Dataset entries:
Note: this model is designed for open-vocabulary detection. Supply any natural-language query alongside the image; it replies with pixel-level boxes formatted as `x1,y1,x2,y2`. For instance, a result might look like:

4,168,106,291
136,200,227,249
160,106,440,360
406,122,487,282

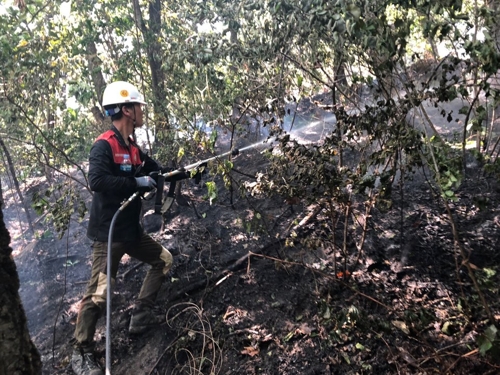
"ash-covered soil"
4,142,499,375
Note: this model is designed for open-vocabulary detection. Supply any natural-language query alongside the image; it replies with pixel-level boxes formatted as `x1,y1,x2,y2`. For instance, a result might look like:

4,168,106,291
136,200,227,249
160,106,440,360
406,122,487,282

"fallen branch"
444,348,478,374
46,255,80,263
340,280,392,310
147,335,182,375
419,340,475,367
167,205,323,302
166,202,391,312
167,239,285,302
118,262,145,280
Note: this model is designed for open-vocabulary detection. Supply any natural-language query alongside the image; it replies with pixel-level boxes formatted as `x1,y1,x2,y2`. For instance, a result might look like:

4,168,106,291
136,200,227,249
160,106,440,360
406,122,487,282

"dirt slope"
4,142,499,375
4,94,500,374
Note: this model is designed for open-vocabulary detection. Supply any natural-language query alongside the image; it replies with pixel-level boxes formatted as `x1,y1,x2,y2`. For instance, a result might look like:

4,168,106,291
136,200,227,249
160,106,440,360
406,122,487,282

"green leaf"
484,325,498,341
477,325,498,355
177,147,185,159
347,5,361,20
296,74,303,87
441,321,452,335
204,181,218,205
341,352,351,364
355,343,365,350
483,268,496,278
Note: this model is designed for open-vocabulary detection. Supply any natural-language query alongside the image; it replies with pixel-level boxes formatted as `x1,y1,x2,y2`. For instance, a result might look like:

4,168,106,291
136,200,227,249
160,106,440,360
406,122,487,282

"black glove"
161,164,208,183
149,171,160,183
191,163,208,184
135,176,157,192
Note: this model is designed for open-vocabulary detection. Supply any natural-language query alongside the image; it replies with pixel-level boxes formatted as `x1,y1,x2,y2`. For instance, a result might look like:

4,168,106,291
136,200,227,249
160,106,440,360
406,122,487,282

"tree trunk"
132,0,168,129
486,0,500,52
86,40,106,106
0,201,42,375
0,137,35,236
0,175,4,206
44,112,55,183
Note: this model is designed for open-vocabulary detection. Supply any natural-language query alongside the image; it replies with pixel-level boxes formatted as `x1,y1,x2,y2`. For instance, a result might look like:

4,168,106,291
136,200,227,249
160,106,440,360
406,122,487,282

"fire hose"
104,148,239,374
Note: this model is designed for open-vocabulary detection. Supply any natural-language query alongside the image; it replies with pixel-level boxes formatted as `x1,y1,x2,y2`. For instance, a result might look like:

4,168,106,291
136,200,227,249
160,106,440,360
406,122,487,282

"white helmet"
102,81,146,116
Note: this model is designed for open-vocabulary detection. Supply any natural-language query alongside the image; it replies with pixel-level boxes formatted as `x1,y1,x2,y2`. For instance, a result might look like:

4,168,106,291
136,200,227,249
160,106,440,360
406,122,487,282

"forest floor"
4,98,500,375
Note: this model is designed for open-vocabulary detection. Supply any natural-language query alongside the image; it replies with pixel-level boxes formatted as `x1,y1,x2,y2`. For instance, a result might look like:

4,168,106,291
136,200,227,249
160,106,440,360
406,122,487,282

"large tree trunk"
0,201,42,375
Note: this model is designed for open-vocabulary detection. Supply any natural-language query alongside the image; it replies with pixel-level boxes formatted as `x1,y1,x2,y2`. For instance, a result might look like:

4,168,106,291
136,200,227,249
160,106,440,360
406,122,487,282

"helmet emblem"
120,90,129,97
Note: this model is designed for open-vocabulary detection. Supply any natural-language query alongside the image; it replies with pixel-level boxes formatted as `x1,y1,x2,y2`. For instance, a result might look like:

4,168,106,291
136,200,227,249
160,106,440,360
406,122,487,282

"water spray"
168,147,240,176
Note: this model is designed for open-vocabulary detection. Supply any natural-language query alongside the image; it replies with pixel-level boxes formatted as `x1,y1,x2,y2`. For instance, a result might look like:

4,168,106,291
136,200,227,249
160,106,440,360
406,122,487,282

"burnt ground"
5,85,500,375
4,141,500,375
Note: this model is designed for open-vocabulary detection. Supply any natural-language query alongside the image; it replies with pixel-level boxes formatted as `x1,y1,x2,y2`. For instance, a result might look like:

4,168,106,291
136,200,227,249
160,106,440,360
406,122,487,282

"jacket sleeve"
88,140,138,194
138,148,163,175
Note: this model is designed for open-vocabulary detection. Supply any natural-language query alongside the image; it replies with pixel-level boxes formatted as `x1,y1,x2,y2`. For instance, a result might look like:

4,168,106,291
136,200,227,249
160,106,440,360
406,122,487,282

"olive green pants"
72,233,173,351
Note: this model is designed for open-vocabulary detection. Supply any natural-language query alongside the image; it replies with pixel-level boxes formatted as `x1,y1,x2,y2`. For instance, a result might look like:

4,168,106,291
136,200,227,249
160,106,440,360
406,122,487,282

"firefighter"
70,81,190,375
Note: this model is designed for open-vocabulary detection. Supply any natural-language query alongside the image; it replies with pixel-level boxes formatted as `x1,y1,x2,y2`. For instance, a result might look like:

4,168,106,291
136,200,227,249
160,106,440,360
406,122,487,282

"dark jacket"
86,126,161,242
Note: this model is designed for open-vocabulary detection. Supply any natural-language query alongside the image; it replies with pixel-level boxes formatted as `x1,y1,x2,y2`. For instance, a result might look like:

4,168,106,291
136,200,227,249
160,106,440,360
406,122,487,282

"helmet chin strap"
124,106,138,128
132,106,138,128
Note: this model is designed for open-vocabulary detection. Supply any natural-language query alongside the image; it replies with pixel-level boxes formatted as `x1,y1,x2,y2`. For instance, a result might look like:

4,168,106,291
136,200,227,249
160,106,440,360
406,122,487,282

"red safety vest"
96,130,142,167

| TASK REQUIREMENTS |
Although the records contain pictures, only their text should be repeated, exactly as it appears.

| EXERCISE RESPONSE |
Note: this model is designed for open-vocabulary detection. Supply any natural-language query alongside the image; it replies with pixel-level boxes formatted as `x1,y1,x2,y2`. For instance, a result might look like:

4,168,106,291
136,200,227,249
160,106,440,360
406,122,487,282

"ash-covered soil"
4,142,499,375
Note: this model is designed for open-vocabulary detection. Supply any natural-language query alongside the image; it replies with pixel-level boxes formatted as `x1,y1,x2,y2`. For instance, a result might look like:

4,168,106,291
136,200,227,249
160,106,440,360
406,122,487,282

"fallen branch"
444,348,478,374
46,255,80,263
340,280,392,310
147,335,182,375
419,340,475,367
167,205,323,302
166,202,391,312
167,239,285,302
118,262,145,280
Note: this model is designed for open-vocabulary detection. Supply any natural-language query alongside the image; it replies with pixel-level boxes formatted as `x1,y1,x2,y2`. For instance, a result might look like:

4,168,106,291
136,200,227,249
160,106,440,360
406,122,487,282

"dirt slope"
4,142,499,375
4,94,500,374
Note: this model is designed for open-vocabulary detection. Supply any natural-language query alongside the image; it replies with pixel-level boxes formatted as `x1,y1,x2,y2`. For instance, a result might look like:

4,168,106,291
136,200,227,249
160,106,440,360
406,122,487,282

"green leaf"
484,325,498,341
477,325,498,355
177,147,185,159
347,5,361,20
296,74,303,87
441,321,452,335
204,181,218,205
341,352,351,364
355,343,365,350
483,268,496,278
Note: this model is designed for open-vocabulary detection. Supply any natural-language query alongside the image; it replies with pixel-level boxes formatted as `x1,y1,x2,y2`. For instance, a result might look like:

4,168,106,291
136,200,227,249
160,106,440,360
406,122,487,282

"black glove"
161,164,208,183
149,171,160,183
191,163,208,184
135,176,157,192
Note: this model is designed for open-vocabulary detection. Supply any natural-language query alongside the image; it replies with pixel-level boxes formatted as `x1,y1,x2,y2`. For instance, a result might look like:

4,168,106,291
136,200,227,249
160,106,440,360
406,122,487,282

"tree trunk"
132,0,168,129
486,0,500,52
86,40,106,106
0,201,42,375
0,137,35,236
0,175,4,206
44,112,55,183
Note: this model is designed for open-vocabulary detection. Supply any natural-language query alongside the image; it replies with pixel-level boxes formatted as `x1,y1,x2,y2`. For instance, a result might look like:

4,168,106,291
136,200,227,249
160,106,440,360
406,122,487,282

"fire hose"
104,148,239,374
Note: this model is designed for open-vocabulary detection. Supply any natural-language query alongside the image; it replies with pixel-level boxes formatted as `x1,y1,x2,y2`. For instance, a result might look like:

4,168,106,291
136,200,227,249
160,106,440,360
406,122,487,282

"white helmet"
102,81,146,116
Note: this model is designed for open-vocabulary detection. Supply any natural-language query alongside the image; it replies with pixel-level boxes formatted as `x1,y1,x2,y2`. For instance, a result might look like:

4,168,106,291
136,200,227,249
160,106,440,360
406,122,487,282

"forest floor"
4,98,500,375
Note: this model is designed for open-vocabulary detection. Supply any natural-language query alongside the image; it replies with pixel-level boxes formatted as `x1,y1,x2,y2`. For instance, a result might look like:

4,168,106,291
136,200,227,249
160,106,440,360
406,122,487,282

"large tree trunk"
0,201,42,375
Note: this model is designed for open-vocabulary detection. Supply any natural-language query alongside the image; it replies with pixel-level boxes formatted as `x1,y1,x2,y2`. For instance, a result might look like:

4,168,106,291
136,200,227,249
160,106,440,360
406,122,487,282

"helmet emblem"
120,90,129,97
Note: this model is designed for open-vocabulary detection. Supply any natural-language query alongside the image; it replies with pixel-level boxes formatted as `x1,y1,x2,y2`. For instance, a result might look like:

4,168,106,291
136,200,227,249
160,106,440,360
406,122,487,282

"water spray"
168,147,240,176
Note: this model is designed for open-vocabulary detection. Supply any natural-language query alongside the image; it replies with pixel-level boxes formatted as `x1,y1,x2,y2`. For instance, a result might look like:

4,168,106,291
136,200,227,249
160,106,440,360
406,122,487,282

"burnt ground"
5,85,500,375
4,141,500,375
Note: this model is designed for open-vocabulary detection. Supply any natural-language query alongside the image; it replies with pixel-level boxes formatted as `x1,y1,x2,y2`. For instance, a result might look like:

4,168,106,291
136,200,227,249
160,106,440,360
406,122,487,282

"jacket sleeve"
88,140,138,194
138,148,163,175
Note: this model is designed for open-vocabulary detection. Supply any natural-language query alongside the image; it replies with pixel-level boxes formatted as `x1,y1,x2,y2`. For instance, a result might look like:

4,168,106,291
136,200,227,249
160,106,440,360
406,122,487,282

"olive green pants"
72,233,173,351
Note: this model is designed for open-vocabulary detection. Supply any natural-language query alongside the image; it replies with pixel-level boxes formatted as `x1,y1,x2,y2`. For instance, a result might look like:

4,168,106,291
136,200,227,249
160,106,440,360
406,122,487,282

"firefighter"
70,81,190,375
Note: this model is designed for open-vocabulary detection. Supply any natural-language query alongside the image; it replies with pixel-level boxes formatted as `x1,y1,x2,y2`. For instance, a result might look like:

4,168,106,291
136,200,227,249
160,106,440,360
406,122,487,282

"dark jacket"
86,126,161,242
Note: this model is designed for open-vocabulary detection. Supply any natural-language query alongside the image; it replies with pixel-level boxes formatted as `x1,y1,x2,y2`. For instance, a result might look like:

4,168,106,291
136,200,227,249
160,106,440,360
406,122,487,282

"helmet chin strap"
124,106,138,128
132,106,138,128
Note: this model is designed for open-vocabulary detection. Supply any natural-language query alongside the image; it replies with pixel-level boxes formatted as `x1,y1,x2,y2`. For instance, a result might look like:

4,168,106,291
136,200,227,249
160,106,440,360
406,122,487,282

"red safety vest"
96,130,142,167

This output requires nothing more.